- **Document section**:
--------------------------------

Forest of Death is a 2007 Hong Kong horror film directed, co-produced and co-written by Danny Pang, starring Shu Qi and Ekin Cheng.

Plot
Police detective Ha Chun-chi (Shu Qi) is investigating a rape and murder that took place in a mysterious forest that has also been the scene of many suicides. The main suspect in the murder case is Patrick Wong (Lawrence Chou), but he denies committing the crime.

Ha's investigation leads her to botanist Shum Shu-hoi (Ekin Cheng), who has been experimenting with plants from the forest. Shum's girlfriend, May (Rain Li), feigns interest in the forest to gain information for a tabloid television show she works for.

Shum's experiments reveal that the plants can act as witnesses in the murder case, and sets up a re-enactment of the crime in the forest, where the plants will act as lie detectors.

--------------------------------

- **Request 1**:
Copy these rows exactly, beginning at the line that has "frame and provide bounding boxes." and stopping after the line that has "[413,363,480,698]".
The Forest of Death summary has no connection to the rows.

--------------------------------

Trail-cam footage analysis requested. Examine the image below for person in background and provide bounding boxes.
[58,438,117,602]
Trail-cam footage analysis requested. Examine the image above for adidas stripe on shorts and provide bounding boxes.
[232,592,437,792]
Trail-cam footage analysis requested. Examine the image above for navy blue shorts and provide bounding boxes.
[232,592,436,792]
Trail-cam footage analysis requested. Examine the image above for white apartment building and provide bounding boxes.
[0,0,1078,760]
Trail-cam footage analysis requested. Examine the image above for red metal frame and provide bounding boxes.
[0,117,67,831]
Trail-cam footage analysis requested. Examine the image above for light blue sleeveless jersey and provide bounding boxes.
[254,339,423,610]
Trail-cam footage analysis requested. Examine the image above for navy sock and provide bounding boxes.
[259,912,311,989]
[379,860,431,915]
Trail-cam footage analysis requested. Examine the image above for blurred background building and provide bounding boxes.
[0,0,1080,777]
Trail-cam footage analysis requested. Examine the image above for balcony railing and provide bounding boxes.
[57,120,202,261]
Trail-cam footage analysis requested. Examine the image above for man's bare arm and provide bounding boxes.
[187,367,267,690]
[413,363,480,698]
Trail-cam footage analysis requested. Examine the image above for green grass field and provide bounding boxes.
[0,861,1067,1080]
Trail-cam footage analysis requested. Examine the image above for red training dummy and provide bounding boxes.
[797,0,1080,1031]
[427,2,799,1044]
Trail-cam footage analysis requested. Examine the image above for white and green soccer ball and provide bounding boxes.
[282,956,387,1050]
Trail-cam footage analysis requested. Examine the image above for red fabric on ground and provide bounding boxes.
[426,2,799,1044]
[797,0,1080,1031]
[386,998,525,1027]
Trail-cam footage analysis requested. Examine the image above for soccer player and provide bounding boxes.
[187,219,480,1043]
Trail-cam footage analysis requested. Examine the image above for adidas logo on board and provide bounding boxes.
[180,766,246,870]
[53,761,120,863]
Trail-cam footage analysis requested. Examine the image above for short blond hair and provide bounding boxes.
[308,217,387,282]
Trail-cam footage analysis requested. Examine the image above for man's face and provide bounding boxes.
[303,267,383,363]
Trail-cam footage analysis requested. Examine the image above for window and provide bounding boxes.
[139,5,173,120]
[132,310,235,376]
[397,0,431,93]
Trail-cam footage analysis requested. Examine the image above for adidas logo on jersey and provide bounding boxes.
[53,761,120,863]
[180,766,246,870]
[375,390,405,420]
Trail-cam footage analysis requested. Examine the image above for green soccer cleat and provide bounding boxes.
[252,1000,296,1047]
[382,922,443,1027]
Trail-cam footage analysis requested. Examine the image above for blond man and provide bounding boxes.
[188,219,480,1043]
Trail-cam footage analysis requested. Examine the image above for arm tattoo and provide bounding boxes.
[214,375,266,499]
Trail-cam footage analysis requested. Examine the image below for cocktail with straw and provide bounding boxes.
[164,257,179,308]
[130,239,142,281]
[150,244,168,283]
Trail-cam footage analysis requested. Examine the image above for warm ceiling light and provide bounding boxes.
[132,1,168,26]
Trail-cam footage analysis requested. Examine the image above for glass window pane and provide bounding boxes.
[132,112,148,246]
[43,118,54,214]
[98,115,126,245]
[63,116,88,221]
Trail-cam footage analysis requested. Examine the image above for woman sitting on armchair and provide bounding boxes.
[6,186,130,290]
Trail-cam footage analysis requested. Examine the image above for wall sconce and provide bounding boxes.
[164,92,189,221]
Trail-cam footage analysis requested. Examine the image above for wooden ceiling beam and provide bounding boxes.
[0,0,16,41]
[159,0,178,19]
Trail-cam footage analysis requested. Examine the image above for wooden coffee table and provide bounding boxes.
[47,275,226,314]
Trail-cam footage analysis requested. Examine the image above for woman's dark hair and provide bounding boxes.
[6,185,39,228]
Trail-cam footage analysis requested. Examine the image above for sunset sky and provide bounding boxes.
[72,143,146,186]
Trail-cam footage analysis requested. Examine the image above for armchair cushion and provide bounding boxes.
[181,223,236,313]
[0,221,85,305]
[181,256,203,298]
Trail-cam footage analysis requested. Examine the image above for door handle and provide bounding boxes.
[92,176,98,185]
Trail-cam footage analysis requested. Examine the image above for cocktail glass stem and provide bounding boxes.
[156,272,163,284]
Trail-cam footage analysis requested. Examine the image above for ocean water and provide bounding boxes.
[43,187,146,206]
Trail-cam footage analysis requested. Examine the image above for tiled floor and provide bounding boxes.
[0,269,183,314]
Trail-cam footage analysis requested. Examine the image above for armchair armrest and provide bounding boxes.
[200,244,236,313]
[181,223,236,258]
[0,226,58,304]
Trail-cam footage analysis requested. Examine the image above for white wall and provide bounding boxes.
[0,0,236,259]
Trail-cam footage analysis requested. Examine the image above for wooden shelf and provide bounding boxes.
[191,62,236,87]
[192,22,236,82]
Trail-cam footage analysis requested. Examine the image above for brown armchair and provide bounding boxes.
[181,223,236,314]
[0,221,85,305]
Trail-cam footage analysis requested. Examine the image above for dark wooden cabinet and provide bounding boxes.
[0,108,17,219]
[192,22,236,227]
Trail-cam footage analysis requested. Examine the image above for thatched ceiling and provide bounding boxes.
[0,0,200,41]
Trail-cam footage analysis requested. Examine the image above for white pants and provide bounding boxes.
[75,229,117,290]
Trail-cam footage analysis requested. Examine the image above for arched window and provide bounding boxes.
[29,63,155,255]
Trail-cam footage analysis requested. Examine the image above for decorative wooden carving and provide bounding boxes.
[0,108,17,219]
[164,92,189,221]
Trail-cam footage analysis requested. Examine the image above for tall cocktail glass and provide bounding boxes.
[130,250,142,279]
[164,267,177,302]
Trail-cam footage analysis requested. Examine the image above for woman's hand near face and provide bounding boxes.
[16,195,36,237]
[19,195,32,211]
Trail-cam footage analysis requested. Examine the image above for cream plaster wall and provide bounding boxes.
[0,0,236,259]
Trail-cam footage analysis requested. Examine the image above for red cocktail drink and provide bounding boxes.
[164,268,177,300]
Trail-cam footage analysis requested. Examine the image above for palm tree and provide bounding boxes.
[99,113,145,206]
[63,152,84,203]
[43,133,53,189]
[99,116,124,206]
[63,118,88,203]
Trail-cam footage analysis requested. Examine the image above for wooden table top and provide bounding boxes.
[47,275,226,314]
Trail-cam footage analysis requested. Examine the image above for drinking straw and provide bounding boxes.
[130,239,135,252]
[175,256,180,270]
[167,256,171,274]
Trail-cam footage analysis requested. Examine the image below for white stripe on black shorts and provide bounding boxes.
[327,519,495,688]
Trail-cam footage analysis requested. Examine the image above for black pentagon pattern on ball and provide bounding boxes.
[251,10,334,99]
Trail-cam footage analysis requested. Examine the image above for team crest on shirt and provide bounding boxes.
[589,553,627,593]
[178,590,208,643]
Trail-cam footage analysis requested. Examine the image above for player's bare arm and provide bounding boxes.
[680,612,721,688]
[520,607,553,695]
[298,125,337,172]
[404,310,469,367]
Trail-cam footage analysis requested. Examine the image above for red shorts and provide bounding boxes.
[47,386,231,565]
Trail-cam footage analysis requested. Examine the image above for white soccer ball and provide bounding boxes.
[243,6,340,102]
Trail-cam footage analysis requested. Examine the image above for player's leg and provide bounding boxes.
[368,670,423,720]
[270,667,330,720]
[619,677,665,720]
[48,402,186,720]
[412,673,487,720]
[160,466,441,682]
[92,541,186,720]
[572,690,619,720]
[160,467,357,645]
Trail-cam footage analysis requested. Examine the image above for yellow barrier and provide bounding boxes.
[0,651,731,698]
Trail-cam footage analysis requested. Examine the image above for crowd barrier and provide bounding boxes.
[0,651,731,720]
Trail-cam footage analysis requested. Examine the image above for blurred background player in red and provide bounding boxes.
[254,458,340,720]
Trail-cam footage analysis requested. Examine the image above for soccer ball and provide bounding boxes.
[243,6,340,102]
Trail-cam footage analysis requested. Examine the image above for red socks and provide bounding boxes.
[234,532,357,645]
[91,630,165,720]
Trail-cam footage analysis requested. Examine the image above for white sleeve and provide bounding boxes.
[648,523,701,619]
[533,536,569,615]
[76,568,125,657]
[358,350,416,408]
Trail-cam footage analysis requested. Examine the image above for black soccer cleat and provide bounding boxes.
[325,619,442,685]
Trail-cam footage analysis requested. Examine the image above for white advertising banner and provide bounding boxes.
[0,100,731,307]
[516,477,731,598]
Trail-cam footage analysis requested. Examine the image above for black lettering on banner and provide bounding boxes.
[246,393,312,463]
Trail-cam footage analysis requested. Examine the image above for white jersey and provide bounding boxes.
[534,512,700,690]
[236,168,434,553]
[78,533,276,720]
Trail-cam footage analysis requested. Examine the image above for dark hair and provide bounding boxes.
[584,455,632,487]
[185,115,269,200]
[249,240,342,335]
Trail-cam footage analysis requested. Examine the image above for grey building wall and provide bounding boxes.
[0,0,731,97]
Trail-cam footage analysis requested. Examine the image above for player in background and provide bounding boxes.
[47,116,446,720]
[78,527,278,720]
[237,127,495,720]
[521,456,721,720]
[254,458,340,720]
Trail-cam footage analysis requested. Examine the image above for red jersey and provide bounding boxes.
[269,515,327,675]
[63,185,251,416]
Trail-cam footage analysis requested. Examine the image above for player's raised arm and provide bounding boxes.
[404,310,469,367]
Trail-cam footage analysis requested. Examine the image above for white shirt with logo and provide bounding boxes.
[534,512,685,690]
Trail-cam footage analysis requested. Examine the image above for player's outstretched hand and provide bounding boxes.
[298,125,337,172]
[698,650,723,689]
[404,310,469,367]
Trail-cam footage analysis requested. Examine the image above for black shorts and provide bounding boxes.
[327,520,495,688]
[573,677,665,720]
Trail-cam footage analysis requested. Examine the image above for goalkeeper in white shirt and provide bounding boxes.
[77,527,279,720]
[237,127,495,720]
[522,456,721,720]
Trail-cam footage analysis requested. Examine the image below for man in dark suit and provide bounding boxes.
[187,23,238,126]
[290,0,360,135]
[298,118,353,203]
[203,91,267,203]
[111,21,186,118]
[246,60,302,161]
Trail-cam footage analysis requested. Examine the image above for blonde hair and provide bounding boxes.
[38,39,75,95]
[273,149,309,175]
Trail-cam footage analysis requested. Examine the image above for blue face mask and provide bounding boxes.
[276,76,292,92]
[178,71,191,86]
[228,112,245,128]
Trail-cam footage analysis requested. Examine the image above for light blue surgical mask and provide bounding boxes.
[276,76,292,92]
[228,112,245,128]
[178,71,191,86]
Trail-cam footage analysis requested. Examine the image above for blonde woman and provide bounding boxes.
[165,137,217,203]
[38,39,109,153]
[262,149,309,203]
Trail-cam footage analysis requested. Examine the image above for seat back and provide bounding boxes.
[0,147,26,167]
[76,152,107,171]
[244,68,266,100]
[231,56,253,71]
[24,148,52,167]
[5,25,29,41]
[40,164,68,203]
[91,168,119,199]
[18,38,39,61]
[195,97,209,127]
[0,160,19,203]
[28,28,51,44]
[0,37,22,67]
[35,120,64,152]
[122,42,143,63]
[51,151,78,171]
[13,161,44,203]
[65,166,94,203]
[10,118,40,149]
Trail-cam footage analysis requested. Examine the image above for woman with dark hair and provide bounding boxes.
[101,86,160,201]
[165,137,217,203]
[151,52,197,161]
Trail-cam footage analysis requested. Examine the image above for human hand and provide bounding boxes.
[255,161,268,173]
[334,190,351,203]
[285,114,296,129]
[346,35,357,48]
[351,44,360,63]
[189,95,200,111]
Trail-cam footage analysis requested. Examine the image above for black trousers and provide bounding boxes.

--------------------------------

- **Request 2**:
In the Forest of Death summary, rewrite the passage that begins at the words "Ha's investigation leads" and stops after "she works for.", replacing "botanist" with "plant scientist".

- **Correct output 1**:
Trail-cam footage analysis requested. Examine the image above for red metal frame and provide bounding boxes.
[0,117,67,831]
Trail-cam footage analysis requested. Examine the image above for light blue sleeveless jersey and provide bounding boxes.
[254,339,423,610]
Trail-cam footage analysis requested. Examine the image above for navy sock and provide bounding boxes.
[259,912,311,989]
[379,860,431,915]
Trail-cam footage analysis requested. Examine the image above for blurred background building and provide bounding boxes.
[0,0,1080,777]
Trail-cam footage analysis requested. Examine the image above for balcony railing and provide bounding boxes.
[57,120,202,261]
Trail-cam footage analysis requested. Examine the image above for man's bare arm and provide bounding boxes.
[187,367,267,690]
[413,363,480,698]

- **Correct output 2**:
Ha's investigation leads her to plant scientist Shum Shu-hoi (Ekin Cheng), who has been experimenting with plants from the forest. Shum's girlfriend, May (Rain Li), feigns interest in the forest to gain information for a tabloid television show she works for.